* _Alıştırma Koşulları_:
A – Pandemi metnine göre pandeminin ilk günlerinde hastaneye neden gidilmesi gerektiğini bir iki cümleyle açıklayın.
B – Pandemi metnini son cümlesinden sonrasını yazarak sürdürün.

* _Metin Bölümü_:

# # # # # # #

Pandeminin ilk günlerinde kızımın rahatsızlığı için hastaneye gitmemiz gerekmişti. Eczaneden üç tane maske aldık ve 15 TL ödedik. Adeti 50 kuruş etmeyen maskenin tanesi birden 5 TL oluverdi. Sonra birden marketlerde kolanya bulamaz olduk.
Sonra ne oldu? En kaliteli maskenin kutusu 15 TL den satılmaya başladı, kolonyanın 50 çeşiti yeniden rafları doldurdu.
Evet endişeliydik, belirsiz bir sürece girmiştik, tedbir almamız gerekliydi, korkuyorduk. Ancak tedbirimizi alıp taktiri Allah'a bırakmaktan başka da çaremiz yoktu. Önce tedbir sonra tevekkül. Ne büyük özgürlük!
Lakin buradaki tedbirin açılımı, ihtiyacından fazlasını almak, reyonları yağmalamak ve insanları mağdur etmek manasına asla gelmiyor.

# # # # # # #

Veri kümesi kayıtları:
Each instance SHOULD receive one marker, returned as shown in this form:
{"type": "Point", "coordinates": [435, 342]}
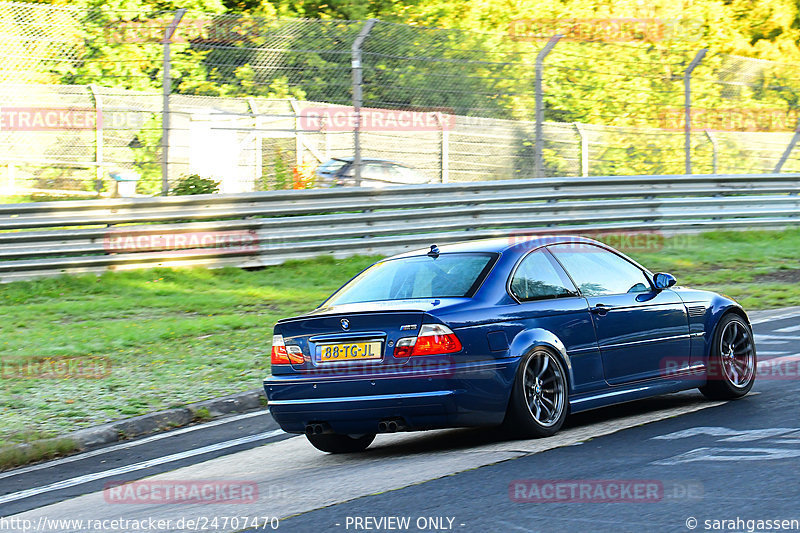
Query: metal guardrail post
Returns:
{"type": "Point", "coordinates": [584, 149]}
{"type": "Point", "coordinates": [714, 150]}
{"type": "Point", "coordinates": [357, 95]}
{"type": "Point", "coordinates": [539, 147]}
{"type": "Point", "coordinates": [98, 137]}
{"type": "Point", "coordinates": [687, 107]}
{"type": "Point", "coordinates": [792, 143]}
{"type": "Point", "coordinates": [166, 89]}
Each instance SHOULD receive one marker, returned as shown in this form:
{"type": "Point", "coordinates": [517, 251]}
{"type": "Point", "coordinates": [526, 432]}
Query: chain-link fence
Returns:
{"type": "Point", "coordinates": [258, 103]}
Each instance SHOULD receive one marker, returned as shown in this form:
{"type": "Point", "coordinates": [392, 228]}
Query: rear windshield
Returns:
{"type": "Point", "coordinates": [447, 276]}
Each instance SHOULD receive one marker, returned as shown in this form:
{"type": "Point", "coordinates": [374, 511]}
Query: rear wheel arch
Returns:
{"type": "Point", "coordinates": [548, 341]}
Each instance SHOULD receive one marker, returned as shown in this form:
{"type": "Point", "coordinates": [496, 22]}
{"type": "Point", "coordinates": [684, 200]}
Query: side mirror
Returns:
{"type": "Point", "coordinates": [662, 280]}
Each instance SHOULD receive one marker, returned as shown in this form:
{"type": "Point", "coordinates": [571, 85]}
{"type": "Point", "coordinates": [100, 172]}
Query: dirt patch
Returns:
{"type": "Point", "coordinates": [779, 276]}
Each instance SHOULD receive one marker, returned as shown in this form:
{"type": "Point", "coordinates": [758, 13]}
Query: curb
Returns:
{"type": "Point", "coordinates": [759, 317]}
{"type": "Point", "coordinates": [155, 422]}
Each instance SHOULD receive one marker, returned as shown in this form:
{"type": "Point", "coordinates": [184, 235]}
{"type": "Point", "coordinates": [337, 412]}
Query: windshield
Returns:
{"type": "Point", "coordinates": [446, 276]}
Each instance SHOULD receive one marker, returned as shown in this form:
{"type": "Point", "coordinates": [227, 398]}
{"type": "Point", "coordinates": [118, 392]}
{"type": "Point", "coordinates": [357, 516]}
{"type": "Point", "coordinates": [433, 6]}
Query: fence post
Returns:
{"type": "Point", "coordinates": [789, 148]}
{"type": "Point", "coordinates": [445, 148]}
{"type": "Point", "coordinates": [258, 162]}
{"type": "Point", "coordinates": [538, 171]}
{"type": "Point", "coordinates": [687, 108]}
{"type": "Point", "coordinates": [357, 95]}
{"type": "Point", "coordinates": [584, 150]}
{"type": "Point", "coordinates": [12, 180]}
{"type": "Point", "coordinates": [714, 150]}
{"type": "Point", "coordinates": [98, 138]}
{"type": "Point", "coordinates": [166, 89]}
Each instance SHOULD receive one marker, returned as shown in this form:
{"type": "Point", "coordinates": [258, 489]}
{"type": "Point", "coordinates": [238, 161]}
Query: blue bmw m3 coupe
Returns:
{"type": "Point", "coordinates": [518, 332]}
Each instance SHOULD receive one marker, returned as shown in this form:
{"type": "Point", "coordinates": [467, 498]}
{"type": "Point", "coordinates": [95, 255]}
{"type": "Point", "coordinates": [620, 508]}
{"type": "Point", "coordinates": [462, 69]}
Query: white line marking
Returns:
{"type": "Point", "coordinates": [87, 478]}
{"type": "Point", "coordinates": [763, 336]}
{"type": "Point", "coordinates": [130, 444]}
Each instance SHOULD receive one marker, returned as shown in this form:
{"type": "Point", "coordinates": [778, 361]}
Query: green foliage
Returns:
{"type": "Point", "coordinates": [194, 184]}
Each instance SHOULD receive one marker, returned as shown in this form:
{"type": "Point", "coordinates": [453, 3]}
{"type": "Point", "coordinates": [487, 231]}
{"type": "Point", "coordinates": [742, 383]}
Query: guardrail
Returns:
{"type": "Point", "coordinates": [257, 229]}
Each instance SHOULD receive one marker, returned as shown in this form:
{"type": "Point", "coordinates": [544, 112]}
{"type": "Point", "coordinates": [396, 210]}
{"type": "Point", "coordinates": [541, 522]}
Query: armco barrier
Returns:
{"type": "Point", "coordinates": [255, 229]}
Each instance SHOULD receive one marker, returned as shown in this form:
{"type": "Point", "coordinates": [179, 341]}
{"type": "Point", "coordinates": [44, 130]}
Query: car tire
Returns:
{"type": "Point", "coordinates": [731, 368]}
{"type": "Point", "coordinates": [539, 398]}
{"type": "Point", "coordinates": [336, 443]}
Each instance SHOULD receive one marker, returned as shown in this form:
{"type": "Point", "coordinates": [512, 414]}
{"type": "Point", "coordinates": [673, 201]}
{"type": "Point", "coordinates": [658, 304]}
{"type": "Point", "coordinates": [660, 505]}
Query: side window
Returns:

# # # # # # #

* _Cevaplar_:
A – Hastaneye gidilmesinin sebebi kızın rahatsızlığıydı. Pandeminin ilk günlerinde bu rahatsızlık yüzünden hastaneye gitmek gerekmişti.

B –
Şunu anlayabiliriz; sürekli tükettiğimiz ürünleri toplu aldığımız zaman hem daha uygun fiyata alabiliyoruz hem de alışveriş için sürekli vakit kaybetmemiş oluyoruz.
Fiyatların gün aşırı arttığı bu dönemde iyice pahalanmadan fazladan alalım diye de düşünebiliriz. Günümüz şartlarında çok normal.
Ancak marketlerde yağ rafları boşalmış. Arkadaşlar evde yağ mı içiyorsunuz?
Evinde zaten yağı olan birinin 8- 10 şişe yağ almasının izahı nedir? Bunu alım gücüne sahip bir bütçen varken bu bencillik de neyin nesi?
Bu sayede fiyatları arttırmak için stok yapan fırsatçıların emellerine ulaştığını idrak edemiyor muyuz? Bu tutum fiyatları daha da yukarıya çekmek isteyenlerin ekmeklerine yağ sürüyor.
Bir anda bu kadar ürünü alabilecek maddiyata sahip olanlar, yokluk içinde bocalayan ve evinde gerçekten yağı bitmiş, market market dolaşıp yağ bulamayan insanların haklarını nasıl gasp ettiklerinin farkında olmalılar.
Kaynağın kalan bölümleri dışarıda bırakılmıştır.